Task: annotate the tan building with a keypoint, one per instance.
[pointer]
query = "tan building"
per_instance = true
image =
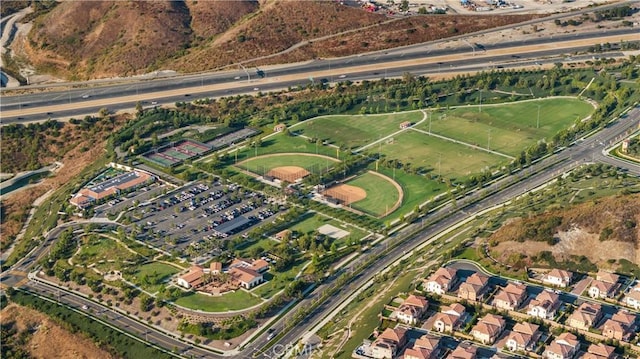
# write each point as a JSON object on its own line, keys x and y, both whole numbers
{"x": 565, "y": 346}
{"x": 474, "y": 288}
{"x": 389, "y": 343}
{"x": 523, "y": 337}
{"x": 425, "y": 347}
{"x": 586, "y": 316}
{"x": 599, "y": 351}
{"x": 449, "y": 318}
{"x": 510, "y": 297}
{"x": 441, "y": 281}
{"x": 412, "y": 309}
{"x": 488, "y": 329}
{"x": 544, "y": 305}
{"x": 558, "y": 278}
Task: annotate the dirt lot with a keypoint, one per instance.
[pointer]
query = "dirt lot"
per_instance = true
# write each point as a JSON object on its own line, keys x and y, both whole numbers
{"x": 47, "y": 338}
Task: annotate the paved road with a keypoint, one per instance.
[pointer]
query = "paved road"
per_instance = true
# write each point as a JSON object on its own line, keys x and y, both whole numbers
{"x": 418, "y": 60}
{"x": 541, "y": 173}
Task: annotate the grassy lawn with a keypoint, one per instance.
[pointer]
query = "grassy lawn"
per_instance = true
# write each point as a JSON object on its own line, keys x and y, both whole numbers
{"x": 313, "y": 164}
{"x": 237, "y": 300}
{"x": 279, "y": 280}
{"x": 512, "y": 126}
{"x": 355, "y": 130}
{"x": 150, "y": 276}
{"x": 313, "y": 222}
{"x": 422, "y": 150}
{"x": 417, "y": 189}
{"x": 98, "y": 248}
{"x": 381, "y": 194}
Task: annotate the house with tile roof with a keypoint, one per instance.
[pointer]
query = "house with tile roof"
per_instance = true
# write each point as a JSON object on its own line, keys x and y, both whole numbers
{"x": 511, "y": 296}
{"x": 544, "y": 305}
{"x": 488, "y": 328}
{"x": 474, "y": 288}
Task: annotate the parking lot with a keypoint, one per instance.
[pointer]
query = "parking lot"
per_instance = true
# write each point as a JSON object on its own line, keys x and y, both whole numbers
{"x": 198, "y": 219}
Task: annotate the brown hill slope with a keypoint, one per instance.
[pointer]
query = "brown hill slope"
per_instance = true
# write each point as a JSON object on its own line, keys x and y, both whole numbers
{"x": 96, "y": 39}
{"x": 105, "y": 38}
{"x": 603, "y": 231}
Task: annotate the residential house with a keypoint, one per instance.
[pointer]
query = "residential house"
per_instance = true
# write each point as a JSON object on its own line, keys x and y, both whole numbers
{"x": 544, "y": 305}
{"x": 474, "y": 287}
{"x": 632, "y": 298}
{"x": 192, "y": 279}
{"x": 511, "y": 296}
{"x": 586, "y": 316}
{"x": 558, "y": 278}
{"x": 449, "y": 318}
{"x": 564, "y": 347}
{"x": 412, "y": 309}
{"x": 621, "y": 326}
{"x": 441, "y": 281}
{"x": 468, "y": 352}
{"x": 523, "y": 337}
{"x": 389, "y": 343}
{"x": 425, "y": 347}
{"x": 604, "y": 286}
{"x": 599, "y": 351}
{"x": 488, "y": 328}
{"x": 246, "y": 277}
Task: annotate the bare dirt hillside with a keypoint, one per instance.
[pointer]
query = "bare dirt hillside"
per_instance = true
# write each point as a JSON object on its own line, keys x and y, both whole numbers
{"x": 98, "y": 39}
{"x": 604, "y": 231}
{"x": 28, "y": 333}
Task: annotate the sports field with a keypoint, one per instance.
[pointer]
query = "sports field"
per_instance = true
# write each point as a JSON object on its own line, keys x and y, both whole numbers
{"x": 508, "y": 128}
{"x": 355, "y": 130}
{"x": 382, "y": 195}
{"x": 262, "y": 164}
{"x": 442, "y": 157}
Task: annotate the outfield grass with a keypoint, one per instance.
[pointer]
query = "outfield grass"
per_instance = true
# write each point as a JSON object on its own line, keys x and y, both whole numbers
{"x": 422, "y": 150}
{"x": 150, "y": 276}
{"x": 237, "y": 300}
{"x": 508, "y": 128}
{"x": 313, "y": 222}
{"x": 417, "y": 189}
{"x": 355, "y": 130}
{"x": 313, "y": 164}
{"x": 381, "y": 194}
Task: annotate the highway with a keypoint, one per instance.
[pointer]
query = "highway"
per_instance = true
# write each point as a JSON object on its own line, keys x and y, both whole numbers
{"x": 420, "y": 60}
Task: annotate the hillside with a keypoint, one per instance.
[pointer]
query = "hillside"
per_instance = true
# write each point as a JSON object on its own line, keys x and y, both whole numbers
{"x": 602, "y": 231}
{"x": 87, "y": 39}
{"x": 27, "y": 333}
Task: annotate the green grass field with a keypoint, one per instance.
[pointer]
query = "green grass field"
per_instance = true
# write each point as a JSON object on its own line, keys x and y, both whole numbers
{"x": 417, "y": 189}
{"x": 381, "y": 194}
{"x": 313, "y": 222}
{"x": 511, "y": 127}
{"x": 422, "y": 150}
{"x": 237, "y": 300}
{"x": 150, "y": 276}
{"x": 356, "y": 130}
{"x": 313, "y": 164}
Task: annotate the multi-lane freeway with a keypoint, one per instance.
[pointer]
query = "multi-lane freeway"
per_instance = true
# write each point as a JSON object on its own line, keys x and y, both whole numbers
{"x": 419, "y": 60}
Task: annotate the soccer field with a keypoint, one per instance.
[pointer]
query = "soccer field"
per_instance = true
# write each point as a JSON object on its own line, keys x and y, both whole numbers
{"x": 355, "y": 130}
{"x": 311, "y": 163}
{"x": 508, "y": 128}
{"x": 442, "y": 157}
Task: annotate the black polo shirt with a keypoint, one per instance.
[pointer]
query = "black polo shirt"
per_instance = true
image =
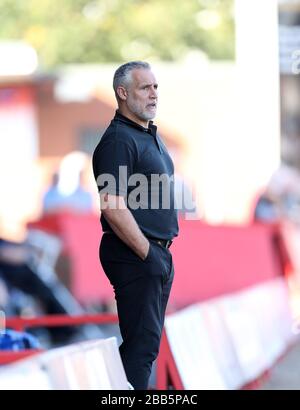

####################

### What this task involves
Leaving out only the pictures, reproduce the listing exactly.

### Exercise result
Task: annotate the tan building with a keypoint, one per instance.
[pointer]
query = "tan building"
per_instance = true
image =
# write each point as a JSON object on its own line, keys x and y, both whole numbers
{"x": 565, "y": 346}
{"x": 474, "y": 288}
{"x": 389, "y": 343}
{"x": 523, "y": 337}
{"x": 425, "y": 347}
{"x": 586, "y": 316}
{"x": 599, "y": 351}
{"x": 449, "y": 318}
{"x": 510, "y": 297}
{"x": 441, "y": 281}
{"x": 412, "y": 309}
{"x": 488, "y": 329}
{"x": 544, "y": 305}
{"x": 558, "y": 278}
Task: annotate the dirt lot with a keypoint, one per instance.
[pointer]
query = "dirt lot"
per_instance = true
# write each point as a JSON object on its own line, keys x and y, both whole numbers
{"x": 47, "y": 338}
Task: annotate the paved road with a keypoint, one per instance.
[pointer]
query = "paved road"
per_instance = true
# write each point as a JSON object on its own line, keys x and y, both whole numbers
{"x": 418, "y": 60}
{"x": 541, "y": 173}
Task: annotate the grassy lawn with a keypoint, one per instance.
[pointer]
query = "grassy lawn"
per_instance = true
# write each point as a JSON object on its own line, keys x and y, both whole numbers
{"x": 313, "y": 164}
{"x": 237, "y": 300}
{"x": 279, "y": 280}
{"x": 512, "y": 126}
{"x": 355, "y": 130}
{"x": 150, "y": 276}
{"x": 313, "y": 222}
{"x": 422, "y": 150}
{"x": 417, "y": 189}
{"x": 98, "y": 248}
{"x": 381, "y": 194}
Task: annotate the house with tile roof with a keypoint, one per instance.
[pointer]
query = "house with tile roof"
per_instance = true
# write each point as a JSON object on its own line, keys x and y, both whole numbers
{"x": 511, "y": 296}
{"x": 544, "y": 305}
{"x": 488, "y": 328}
{"x": 474, "y": 288}
Task: annotate the parking lot with a keypoint, one per instance.
[pointer]
query = "parking lot"
per_instance = true
# write each point as a JSON object on its own line, keys x and y, both whole numbers
{"x": 198, "y": 219}
Task: annotate the brown hill slope with a keypoint, one per instance.
[pointer]
query = "brown hill slope"
per_instance = true
# write each point as a JSON object on its own line, keys x and y, both whole numbers
{"x": 96, "y": 39}
{"x": 105, "y": 38}
{"x": 603, "y": 231}
Task: annotate the residential house with a keypoint, one per instance.
[pointer]
query = "residential house"
per_instance = true
# write each point as a JSON object on its own line, keys x and y, both whole numbers
{"x": 544, "y": 305}
{"x": 474, "y": 287}
{"x": 632, "y": 298}
{"x": 192, "y": 279}
{"x": 511, "y": 296}
{"x": 586, "y": 316}
{"x": 558, "y": 278}
{"x": 449, "y": 318}
{"x": 564, "y": 347}
{"x": 412, "y": 309}
{"x": 621, "y": 326}
{"x": 441, "y": 281}
{"x": 468, "y": 352}
{"x": 523, "y": 337}
{"x": 389, "y": 343}
{"x": 425, "y": 347}
{"x": 604, "y": 286}
{"x": 599, "y": 351}
{"x": 488, "y": 328}
{"x": 246, "y": 277}
Task: annotate the bare dirt hillside with a keypoint, one per instance.
[pointer]
query = "bare dirt hillside"
per_instance = true
# write each point as a JSON object on its own line, keys x and y, both whole numbers
{"x": 98, "y": 39}
{"x": 604, "y": 231}
{"x": 28, "y": 333}
Task: annotate the sports field with a keypoint, one per instance.
[pointer]
query = "sports field"
per_instance = true
# write each point as a JSON object on its own line, keys x and y, both whole numbers
{"x": 508, "y": 128}
{"x": 355, "y": 130}
{"x": 382, "y": 195}
{"x": 262, "y": 164}
{"x": 442, "y": 157}
Task: annotate the outfield grass with a keypoint, one per instance.
[pointer]
query = "outfield grass"
per_instance = true
# write each point as a JSON object on its own line, keys x and y, both whole numbers
{"x": 422, "y": 150}
{"x": 150, "y": 276}
{"x": 237, "y": 300}
{"x": 508, "y": 128}
{"x": 313, "y": 222}
{"x": 417, "y": 189}
{"x": 355, "y": 130}
{"x": 313, "y": 164}
{"x": 381, "y": 194}
Task: annotate the highway with a keypoint, one per instance.
[pointer]
query = "highway"
per_instance = true
# write each point as a JSON object on its own line, keys x and y, both whole numbers
{"x": 420, "y": 60}
Task: annotate the hillside with a keypoint, one per instance.
[pointer]
query = "hillside"
per_instance = true
# write each point as a JSON object on its own line, keys x and y, both whole numbers
{"x": 602, "y": 231}
{"x": 87, "y": 39}
{"x": 27, "y": 333}
Task: annotate the green grass field with a keypoint, one per instance.
[pointer]
query = "green grass field"
per_instance = true
# write each point as a JSON object on its own line, keys x and y, both whole numbers
{"x": 417, "y": 189}
{"x": 381, "y": 194}
{"x": 313, "y": 222}
{"x": 511, "y": 127}
{"x": 422, "y": 150}
{"x": 237, "y": 300}
{"x": 150, "y": 276}
{"x": 356, "y": 130}
{"x": 313, "y": 164}
Task: annotate the multi-lane freeway with a keypoint, one per instance.
[pointer]
query = "multi-lane freeway"
per_instance = true
# write each point as a JSON object on its own line, keys x and y, both whole numbers
{"x": 419, "y": 60}
Task: annotate the soccer field with a keypoint, one per instance.
[pointer]
query = "soccer field"
per_instance = true
# write each point as a JSON object on its own line, keys x and y, both whole numbers
{"x": 355, "y": 130}
{"x": 311, "y": 163}
{"x": 508, "y": 128}
{"x": 442, "y": 157}
Task: annotate the black polo shirt with a keypoint, one per instance.
[pointer]
query = "black polo shirt"
per_instance = true
image =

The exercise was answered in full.